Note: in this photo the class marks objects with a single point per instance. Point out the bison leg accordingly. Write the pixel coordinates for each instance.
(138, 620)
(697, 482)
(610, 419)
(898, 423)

* **Task brief**: Give every entry back unchanged. Leave none out.

* **Completed exercise**:
Note: in this photo the class marks objects with a single point per instance. Point out the bison leg accordingly. Write the pixel coordinates for each instance.
(138, 620)
(697, 482)
(610, 419)
(898, 423)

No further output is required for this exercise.